• [Work required]: All of the records should be given back exactly and in full.

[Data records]
BEGIN

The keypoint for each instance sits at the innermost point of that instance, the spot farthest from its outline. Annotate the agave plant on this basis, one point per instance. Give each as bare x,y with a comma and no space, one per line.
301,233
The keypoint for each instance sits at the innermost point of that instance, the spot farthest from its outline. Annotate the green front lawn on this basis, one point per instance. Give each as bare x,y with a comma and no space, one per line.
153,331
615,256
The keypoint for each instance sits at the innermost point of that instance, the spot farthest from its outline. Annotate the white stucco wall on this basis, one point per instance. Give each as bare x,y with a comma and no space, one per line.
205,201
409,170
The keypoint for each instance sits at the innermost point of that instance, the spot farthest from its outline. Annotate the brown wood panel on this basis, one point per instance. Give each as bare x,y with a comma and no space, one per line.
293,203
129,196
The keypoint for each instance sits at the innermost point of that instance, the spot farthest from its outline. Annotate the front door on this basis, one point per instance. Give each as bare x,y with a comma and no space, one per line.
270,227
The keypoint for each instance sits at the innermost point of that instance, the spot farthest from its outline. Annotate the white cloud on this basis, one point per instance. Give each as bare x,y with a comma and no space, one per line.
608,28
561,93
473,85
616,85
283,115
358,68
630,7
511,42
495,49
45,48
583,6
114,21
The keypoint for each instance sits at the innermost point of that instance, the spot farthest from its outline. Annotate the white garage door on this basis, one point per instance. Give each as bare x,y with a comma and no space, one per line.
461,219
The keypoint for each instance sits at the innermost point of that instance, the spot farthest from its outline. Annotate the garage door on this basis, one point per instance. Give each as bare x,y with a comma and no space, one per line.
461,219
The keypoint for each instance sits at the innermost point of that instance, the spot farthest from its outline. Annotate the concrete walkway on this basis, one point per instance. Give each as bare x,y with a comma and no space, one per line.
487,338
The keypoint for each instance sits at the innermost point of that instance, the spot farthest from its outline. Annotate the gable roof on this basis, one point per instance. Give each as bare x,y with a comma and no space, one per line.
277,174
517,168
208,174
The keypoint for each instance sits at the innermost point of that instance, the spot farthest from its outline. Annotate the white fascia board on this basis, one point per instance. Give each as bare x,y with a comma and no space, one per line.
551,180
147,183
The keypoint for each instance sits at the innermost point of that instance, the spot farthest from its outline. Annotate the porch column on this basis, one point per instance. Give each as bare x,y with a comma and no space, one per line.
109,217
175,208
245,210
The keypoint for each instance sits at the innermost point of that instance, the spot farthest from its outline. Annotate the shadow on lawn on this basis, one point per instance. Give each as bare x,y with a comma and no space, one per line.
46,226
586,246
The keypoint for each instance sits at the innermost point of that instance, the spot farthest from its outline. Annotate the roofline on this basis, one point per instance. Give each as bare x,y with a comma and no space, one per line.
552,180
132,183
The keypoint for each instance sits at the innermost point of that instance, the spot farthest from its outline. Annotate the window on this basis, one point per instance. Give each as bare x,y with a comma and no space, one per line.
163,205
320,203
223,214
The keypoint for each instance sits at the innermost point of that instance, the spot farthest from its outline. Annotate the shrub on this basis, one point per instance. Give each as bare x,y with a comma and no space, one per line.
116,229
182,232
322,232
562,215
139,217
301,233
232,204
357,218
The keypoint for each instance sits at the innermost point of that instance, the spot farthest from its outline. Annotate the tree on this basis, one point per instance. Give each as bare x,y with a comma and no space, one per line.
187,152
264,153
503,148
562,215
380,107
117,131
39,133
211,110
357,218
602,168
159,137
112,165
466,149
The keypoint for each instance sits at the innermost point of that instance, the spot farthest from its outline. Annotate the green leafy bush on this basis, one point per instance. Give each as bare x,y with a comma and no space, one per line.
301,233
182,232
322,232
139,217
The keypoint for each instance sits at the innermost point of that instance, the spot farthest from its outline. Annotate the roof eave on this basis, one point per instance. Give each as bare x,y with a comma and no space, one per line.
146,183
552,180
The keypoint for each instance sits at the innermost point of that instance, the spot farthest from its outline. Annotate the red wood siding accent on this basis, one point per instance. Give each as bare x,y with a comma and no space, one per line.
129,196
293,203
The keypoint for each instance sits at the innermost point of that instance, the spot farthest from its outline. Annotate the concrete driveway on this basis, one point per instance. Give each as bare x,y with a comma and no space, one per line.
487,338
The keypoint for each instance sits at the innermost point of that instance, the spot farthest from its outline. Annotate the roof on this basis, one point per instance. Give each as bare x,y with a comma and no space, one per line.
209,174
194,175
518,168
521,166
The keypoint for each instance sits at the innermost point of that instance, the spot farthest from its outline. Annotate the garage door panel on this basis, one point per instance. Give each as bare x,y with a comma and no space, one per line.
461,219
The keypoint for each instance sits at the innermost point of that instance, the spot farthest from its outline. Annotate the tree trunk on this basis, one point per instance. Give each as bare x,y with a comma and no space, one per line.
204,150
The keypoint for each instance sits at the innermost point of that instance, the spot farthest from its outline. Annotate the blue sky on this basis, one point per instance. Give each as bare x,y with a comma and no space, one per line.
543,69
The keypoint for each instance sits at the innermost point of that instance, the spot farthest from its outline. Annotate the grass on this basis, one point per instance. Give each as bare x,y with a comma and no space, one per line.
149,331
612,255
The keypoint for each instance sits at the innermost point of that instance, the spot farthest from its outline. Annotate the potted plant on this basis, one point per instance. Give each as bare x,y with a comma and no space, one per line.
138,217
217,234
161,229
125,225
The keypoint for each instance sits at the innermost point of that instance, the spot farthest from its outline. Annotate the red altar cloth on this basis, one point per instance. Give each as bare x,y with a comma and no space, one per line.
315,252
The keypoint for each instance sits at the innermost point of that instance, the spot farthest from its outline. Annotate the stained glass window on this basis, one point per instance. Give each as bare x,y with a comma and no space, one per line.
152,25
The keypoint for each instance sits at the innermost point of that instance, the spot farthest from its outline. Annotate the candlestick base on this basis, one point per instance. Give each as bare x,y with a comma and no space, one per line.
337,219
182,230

END

• [Task solution]:
The keypoint for each instance sits at the innermost point of that instance, the spot farthest from its outline. Annotate the agave plant on this basis, one point per instance. Give each as bare x,y with a comma and no space, one per line.
301,233
The keypoint for each instance sits at the innermost point of that instance, the spot farthest from its outline. Annotate the green front lawn on this basis, one point per instance. Give each as bare x,y with a comma and no space, one per line.
153,331
615,256
The keypoint for each instance sits at the innermost point of that instance, the spot farthest from its outline. Annotate the white stucco wall on this basis, one point per instance. Give each as bare x,y with a comma and no space, one per line.
205,201
409,170
The keypoint for each instance sits at the innermost point of that instance, the spot farthest from its outline. Annotate the brown wood panel on this basis, one point per instance. Give each as bare x,y with a comma and no space, one per line.
293,203
129,196
The keypoint for each instance sits at the innermost point of that instance, the spot farthest from its outline. Annotate the front door on this basis, one point per instance. Give each as bare x,y with a comma and no space, one per line.
270,227
The keypoint for each instance sits at the innermost point of that instance, the spot farthest from its outline. Annotate the white cloud on this basis, one point per instance. Give each as bare x,y with a comma and no space, one per line.
608,28
561,93
473,85
616,85
283,115
358,68
630,7
511,42
495,49
45,48
583,6
114,21
The keypoint for each instance sits at the innermost point of that instance, the spot farthest from its outline. Annotate the white garage door on this basis, one point per instance. Give each as bare x,y with a comma and no space, one per line.
461,219
The keypoint for each instance sits at the innermost point of that instance, the spot farthest from its outline. Annotate the garage door on this basis, one point per instance. Give each as bare x,y with a comma and no space, one per line.
461,219
The keypoint for each instance sits at the innermost point of that instance, the spot farthest from its outline. Annotate the concrete walkway on this basis, one point per instance. Give each as bare x,y with a comma and no space, one per line.
487,338
The keypoint for each instance sits at the innermost point of that instance, the spot farthest from its outline. Annotate the gable roof on this basis, one point per instance. Give each as bare x,y with a comma and no space, one per line.
277,174
517,168
208,174
The keypoint for each instance sits at the innermost point of that instance, the spot farthest from its outline. Annotate the white fascia board on this basis, one point per instance. Give each as bare x,y with a comma and no space, one per line.
551,180
147,183
The keypoint for each instance sits at the innermost point of that instance, the spot farthest from its outline. Annotate the porch column on this basis, one point per instance. Give each as bare x,y with a comma and no space, one per line.
109,217
175,208
245,210
The keypoint for each instance sits at the innermost point of that instance, the spot farthest from its outline. Annotate the shadow on lawn on this basis, one point per instance. Give each as bare x,y with a comma and no space, one per line.
46,226
586,246
The keypoint for each instance sits at the innermost point of that instance, the spot farthest from its outline. Annotate the roofline on this basis, one point per instance. Give each as bare x,y with a comma and no space, one per line.
552,180
132,183
The keypoint for each instance sits at the innermost point of that instance, the spot farthest from its outline. Annotate the window on this basis, one point per instance. Give each as bare x,y with a comma and no space, one per line.
163,205
320,203
223,214
The keypoint for each instance sits at the innermost point of that instance, the spot farthest from its outline. Annotate the shrub on this basis, one point per instance. Give each as bare x,y with a comma and no space, one per line.
116,229
182,232
322,232
562,215
139,217
301,233
232,204
357,218
The keypoint for each instance sits at the innermost point of that instance, the spot farthest from its outline. Annotate the tree on this basis, one point per instance. Give each as bare x,y with a comma and no space, one per line.
187,152
264,153
503,148
562,215
380,107
117,131
39,133
211,110
357,218
602,168
159,137
112,165
466,149
The keypoint for each instance sits at the innermost point of that instance, the spot farthest from its outline. Annotate the green leafy bush on this basis, one point per instance. Give each as bare x,y with a comma and no space, one per line.
301,233
182,232
322,232
139,217
The keypoint for each instance sits at the innermost point of that instance, the spot farthest from its outline. Annotate the roof eave on this basis, one point per instance. Give each as bare x,y with a comma and no space, one per line.
146,183
552,180
The keypoint for each instance sits at the innermost point of that instance, the spot farthest from its outline. Annotate the red wood siding accent on this basis, one point per instance. Give each as bare x,y with a comma and no space, one per line.
129,196
293,203
The keypoint for each instance sits at the innermost point of that instance, the spot farthest from its outline. Annotate the concrete driveway on this basis, one point per instance. Give each as bare x,y with a comma and no space, one per line.
487,338
The keypoint for each instance sits at the innermost point of that instance, the spot farthest from its outline. Annotate the roof on this basis, one point per instance. Give each as bare x,y with a comma and no space, one per line.
209,174
194,175
518,168
521,166
The keypoint for each instance sits at the innermost point of that instance, the spot farthest from its outline. Annotate the garage door panel on this basis, one point per instance. Give each as bare x,y with a comma and no space, one per line.
461,219
The keypoint for each instance sits at the innermost point of that instance, the spot farthest from its outline. Annotate the tree trunk on this basis, one point per instance. Give each as bare x,y with a comma and no space, one per line.
204,150
The keypoint for each instance sits at the innermost point of that instance, the spot farthest from its outline. Annotate the blue sky on this basis, one point per instance. Give each as bare x,y with a comma and no space, one per line.
543,69
The keypoint for each instance sits at the innermost point of that instance, the spot farthest from its outline. Annotate the grass on this basis, one point per instance. Give each as bare x,y with a comma and no space, one per line.
149,331
612,255
The keypoint for each instance sits at the innermost point of that instance, the spot farthest from its outline. Annotate the potted plant on this basis, one point per instance. Give each as bare x,y with a comma and no space, one per line.
138,217
217,234
161,229
125,225
The keypoint for each instance sits at the innermost point of that instance, the spot farthest from its outline. Annotate the red altar cloth on this basis, one point per instance. Give each as bare x,y with a comma and no space, one per line.
315,252
The keypoint for each instance sits at the innermost point of that instance, the spot farthest from its outline. Annotate the stained glass window on this basis, one point per instance. Give each as bare x,y with a comma and no space, one per line.
152,25
The keypoint for each instance sits at the innermost point of that instance, the spot farthest from its outline. Annotate the candlestick base on this basis, one point per instance. Give each as bare x,y with a comma and no space, one per line.
337,219
182,230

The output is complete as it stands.